Problem to work on: In the listing below, switch "rough mask" to "coarse mask" and reproduce the lines starting at the beginning of the listing and ending at the line containing "positive clicks: (216, 41)", with nothing else changed. Leave the pictures out of your answer.

Dataset records:
*** Begin section ***

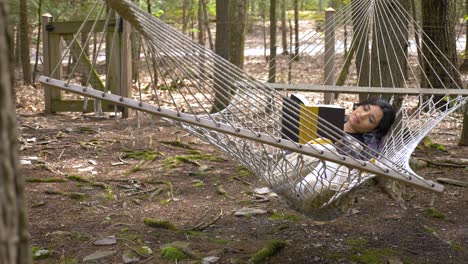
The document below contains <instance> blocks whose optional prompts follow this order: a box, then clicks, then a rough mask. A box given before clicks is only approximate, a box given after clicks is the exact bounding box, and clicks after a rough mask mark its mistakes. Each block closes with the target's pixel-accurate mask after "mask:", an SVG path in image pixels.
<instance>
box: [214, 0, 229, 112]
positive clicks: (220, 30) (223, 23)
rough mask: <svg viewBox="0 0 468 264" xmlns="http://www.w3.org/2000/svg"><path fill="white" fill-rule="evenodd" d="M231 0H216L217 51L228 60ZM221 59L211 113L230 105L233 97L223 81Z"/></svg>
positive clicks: (216, 41)
mask: <svg viewBox="0 0 468 264" xmlns="http://www.w3.org/2000/svg"><path fill="white" fill-rule="evenodd" d="M229 2H230V0H216V39H215V52H216V54H218V55H220V56H221V57H223V58H224V59H226V60H229V44H230V39H229V36H230V25H229V21H230V20H229V13H230V12H229V7H230V3H229ZM220 63H221V62H220V61H218V60H216V61H215V70H214V71H215V72H214V91H215V99H214V103H213V107H212V109H211V111H210V112H211V113H216V112H219V111H221V110H223V109H224V108H226V106H228V104H229V102H230V98H231V92H230V91H229V87H226V86H227V85H229V84H226V83H225V82H223V81H222V76H223V75H224V74H225V73H224V68H223V66H222V65H220Z"/></svg>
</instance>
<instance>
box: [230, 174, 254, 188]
mask: <svg viewBox="0 0 468 264" xmlns="http://www.w3.org/2000/svg"><path fill="white" fill-rule="evenodd" d="M232 178H233V179H235V180H238V181H240V182H243V183H245V184H247V185H250V186H252V183H250V182H248V181H246V180H243V179H241V178H239V177H237V176H233V177H232Z"/></svg>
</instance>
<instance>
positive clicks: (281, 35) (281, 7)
mask: <svg viewBox="0 0 468 264" xmlns="http://www.w3.org/2000/svg"><path fill="white" fill-rule="evenodd" d="M280 12H281V46H282V47H283V51H282V52H281V53H282V54H283V55H287V54H288V27H287V26H286V0H281V11H280Z"/></svg>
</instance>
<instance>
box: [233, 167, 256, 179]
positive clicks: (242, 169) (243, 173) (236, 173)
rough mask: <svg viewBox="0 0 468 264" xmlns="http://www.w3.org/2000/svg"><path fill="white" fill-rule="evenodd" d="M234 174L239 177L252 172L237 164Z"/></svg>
mask: <svg viewBox="0 0 468 264" xmlns="http://www.w3.org/2000/svg"><path fill="white" fill-rule="evenodd" d="M236 174H237V176H239V177H245V176H250V175H253V173H252V172H251V171H250V170H249V169H247V168H246V167H243V166H238V167H237V168H236Z"/></svg>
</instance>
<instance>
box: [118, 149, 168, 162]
mask: <svg viewBox="0 0 468 264" xmlns="http://www.w3.org/2000/svg"><path fill="white" fill-rule="evenodd" d="M124 152H125V154H124V155H123V156H122V157H123V158H130V159H136V160H147V161H153V160H155V159H156V158H158V157H160V156H162V154H161V152H157V151H150V150H141V151H131V150H124Z"/></svg>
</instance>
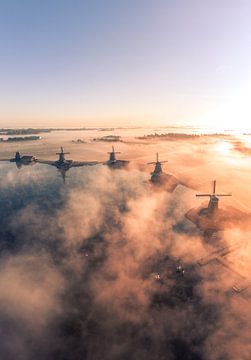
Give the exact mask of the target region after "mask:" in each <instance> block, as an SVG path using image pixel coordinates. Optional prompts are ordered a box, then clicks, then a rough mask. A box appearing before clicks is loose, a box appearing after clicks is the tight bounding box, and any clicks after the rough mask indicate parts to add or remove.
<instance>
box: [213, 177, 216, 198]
mask: <svg viewBox="0 0 251 360" xmlns="http://www.w3.org/2000/svg"><path fill="white" fill-rule="evenodd" d="M215 191H216V180H214V181H213V195H215Z"/></svg>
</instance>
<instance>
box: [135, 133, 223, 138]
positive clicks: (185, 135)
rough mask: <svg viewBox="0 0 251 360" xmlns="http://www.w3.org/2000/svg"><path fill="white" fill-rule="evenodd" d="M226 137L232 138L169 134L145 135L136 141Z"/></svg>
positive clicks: (222, 134) (210, 134) (205, 134)
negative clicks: (208, 137) (154, 139)
mask: <svg viewBox="0 0 251 360" xmlns="http://www.w3.org/2000/svg"><path fill="white" fill-rule="evenodd" d="M204 136H207V137H209V136H210V137H226V136H230V135H227V134H220V133H214V134H186V133H167V134H157V133H155V134H149V135H143V136H139V137H136V139H139V140H149V139H156V138H157V139H162V140H177V139H185V140H186V139H198V138H201V137H204Z"/></svg>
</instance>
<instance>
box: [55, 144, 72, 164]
mask: <svg viewBox="0 0 251 360" xmlns="http://www.w3.org/2000/svg"><path fill="white" fill-rule="evenodd" d="M68 154H70V153H69V152H67V153H66V152H64V149H63V147H62V146H61V151H60V152H59V153H56V155H59V159H58V163H64V162H65V157H64V156H65V155H68Z"/></svg>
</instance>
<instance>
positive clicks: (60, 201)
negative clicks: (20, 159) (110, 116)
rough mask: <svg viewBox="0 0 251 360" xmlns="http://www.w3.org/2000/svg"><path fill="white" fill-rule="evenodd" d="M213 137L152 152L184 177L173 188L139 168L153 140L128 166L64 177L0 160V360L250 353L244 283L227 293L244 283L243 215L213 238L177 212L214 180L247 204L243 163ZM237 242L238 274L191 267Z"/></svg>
mask: <svg viewBox="0 0 251 360" xmlns="http://www.w3.org/2000/svg"><path fill="white" fill-rule="evenodd" d="M221 144H222V142H221V141H220V140H217V141H211V140H210V139H209V140H207V141H204V142H203V141H200V142H199V143H186V142H182V144H181V143H179V144H178V143H177V144H176V143H175V142H172V144H171V145H170V144H169V145H168V146H169V147H168V148H167V150H166V151H164V150H163V151H162V153H161V152H160V154H161V156H163V157H165V155H166V156H168V160H169V163H168V164H167V165H166V166H164V167H163V169H164V170H165V171H166V172H167V173H169V172H171V173H173V174H175V176H176V177H177V178H179V179H180V180H181V181H182V182H183V183H185V184H188V186H183V185H179V186H178V187H177V188H176V189H175V191H174V192H173V193H168V192H166V191H155V190H154V188H153V187H152V186H150V184H149V182H148V179H149V173H150V171H151V170H152V168H151V166H150V167H149V166H148V167H147V166H146V165H144V166H143V167H142V166H141V165H140V164H141V162H143V163H144V164H145V162H147V161H151V158H152V157H153V159H152V161H153V160H154V156H155V155H154V154H155V153H154V152H155V150H156V148H155V147H152V146H151V145H149V146H150V148H147V147H144V148H143V150H141V151H142V152H141V154H140V156H139V157H138V159H137V160H136V162H135V164H132V165H131V167H130V168H129V170H119V171H112V170H109V169H108V168H107V167H106V166H103V165H98V166H95V167H91V168H87V167H86V168H80V169H70V170H69V171H68V172H67V178H66V183H65V184H63V182H62V179H61V177H60V174H59V173H58V172H57V171H56V169H54V168H52V169H51V168H49V167H47V166H43V165H38V164H36V165H34V166H26V167H25V166H23V167H22V169H20V170H18V169H16V168H15V166H14V164H6V165H3V164H1V165H0V166H1V168H0V182H1V183H0V214H1V218H0V250H1V253H0V319H1V322H0V334H1V340H0V353H1V354H2V355H1V356H2V358H3V359H6V360H13V359H15V360H16V359H17V360H31V359H38V360H42V359H49V360H50V359H57V360H58V359H64V360H68V359H69V360H77V359H81V360H83V359H87V360H101V359H102V360H108V359H109V360H110V359H117V360H121V359H128V360H129V359H130V360H134V359H135V360H139V359H142V360H143V359H144V360H148V359H149V360H162V359H163V360H166V359H167V360H169V359H170V360H174V359H177V360H180V359H186V360H188V359H203V360H204V359H205V360H214V359H221V360H236V359H243V360H244V359H250V358H251V343H250V331H251V325H250V324H251V321H250V320H251V319H250V316H251V315H250V314H251V303H250V294H249V289H247V290H246V291H244V292H243V293H240V294H238V293H234V292H233V291H232V287H233V286H234V285H236V284H238V283H239V282H240V277H239V276H238V274H237V273H240V274H241V276H243V278H244V277H245V278H247V279H251V265H250V264H251V255H250V254H251V252H250V250H251V249H250V242H249V236H250V230H249V222H248V221H246V222H245V224H244V225H243V226H241V227H238V228H233V229H230V228H229V229H226V230H225V231H224V232H221V233H219V234H218V235H217V239H214V242H213V243H210V242H206V241H205V239H204V238H203V236H202V233H201V231H200V230H199V229H198V228H197V227H196V226H195V225H194V224H193V223H191V222H189V221H188V220H187V219H186V218H185V217H184V214H185V213H186V212H187V211H188V210H189V209H190V208H192V207H197V206H199V205H201V199H196V198H195V196H194V195H195V194H196V191H203V192H211V180H212V179H214V178H216V179H217V187H218V189H217V190H218V191H219V192H229V191H231V192H232V193H233V196H232V198H229V199H228V198H226V199H221V200H220V207H222V208H224V207H225V206H228V205H231V206H233V207H237V208H239V209H241V210H242V211H245V212H246V213H249V212H251V211H250V210H249V208H250V207H251V193H250V190H249V173H250V165H249V161H250V159H249V157H248V156H247V155H243V153H240V152H238V151H236V150H235V149H234V148H233V149H231V148H230V149H228V148H227V147H226V146H222V145H221ZM176 145H177V149H178V150H177V152H175V146H176ZM146 148H147V149H146ZM158 148H161V149H164V148H165V144H164V145H163V144H161V145H160V144H158ZM171 148H172V151H171ZM80 151H81V150H80ZM127 154H128V155H129V157H130V156H131V159H133V154H135V149H134V150H133V151H130V150H128V153H127ZM92 157H93V156H92ZM121 158H125V156H124V154H123V156H122V155H121ZM135 158H137V156H135ZM142 159H143V160H142ZM98 160H99V159H98ZM146 160H147V161H146ZM164 160H165V159H164ZM142 170H143V171H142ZM190 185H191V186H190ZM205 200H206V202H207V199H205ZM203 201H204V200H203ZM237 242H238V244H240V247H239V248H238V250H237V251H236V252H234V253H231V255H230V258H229V263H231V268H234V269H235V270H236V274H235V273H234V272H233V271H231V270H229V269H228V268H227V267H226V266H224V265H222V264H219V263H216V262H211V263H210V264H208V266H200V265H198V260H199V259H201V258H205V257H206V256H208V255H209V254H211V253H212V252H213V251H215V248H216V247H215V246H216V245H217V246H218V245H219V244H220V246H222V247H224V246H228V245H231V246H232V245H233V244H235V243H237ZM215 243H217V244H216V245H215ZM178 266H181V268H182V269H184V273H180V272H178V271H177V267H178Z"/></svg>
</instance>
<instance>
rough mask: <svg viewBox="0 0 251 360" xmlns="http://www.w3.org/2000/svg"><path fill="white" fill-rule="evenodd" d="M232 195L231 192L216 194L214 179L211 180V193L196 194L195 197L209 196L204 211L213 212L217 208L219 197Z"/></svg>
mask: <svg viewBox="0 0 251 360" xmlns="http://www.w3.org/2000/svg"><path fill="white" fill-rule="evenodd" d="M223 196H232V194H216V180H214V181H213V192H212V194H197V195H196V197H209V198H210V199H209V203H208V206H207V208H206V209H203V210H207V211H206V213H208V214H214V213H215V211H217V210H218V208H219V197H223Z"/></svg>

*** End section ***

Completed exercise:
The document below contains <instance> blocks whose optional prompts follow this order: a box, then clicks, then a coarse mask. A box given before clicks is only approximate, a box given after clicks is the exact bounding box, and clicks after a coarse mask mark its mistakes. Each block closes with the target's pixel-accurate mask after "mask:", an SVG path in image pixels.
<instance>
box: [214, 0, 229, 112]
positive clicks: (220, 30) (223, 23)
coarse mask: <svg viewBox="0 0 468 264" xmlns="http://www.w3.org/2000/svg"><path fill="white" fill-rule="evenodd" d="M231 0H216L217 51L228 60ZM221 59L211 113L230 105L233 97L223 81Z"/></svg>
positive clicks: (216, 41)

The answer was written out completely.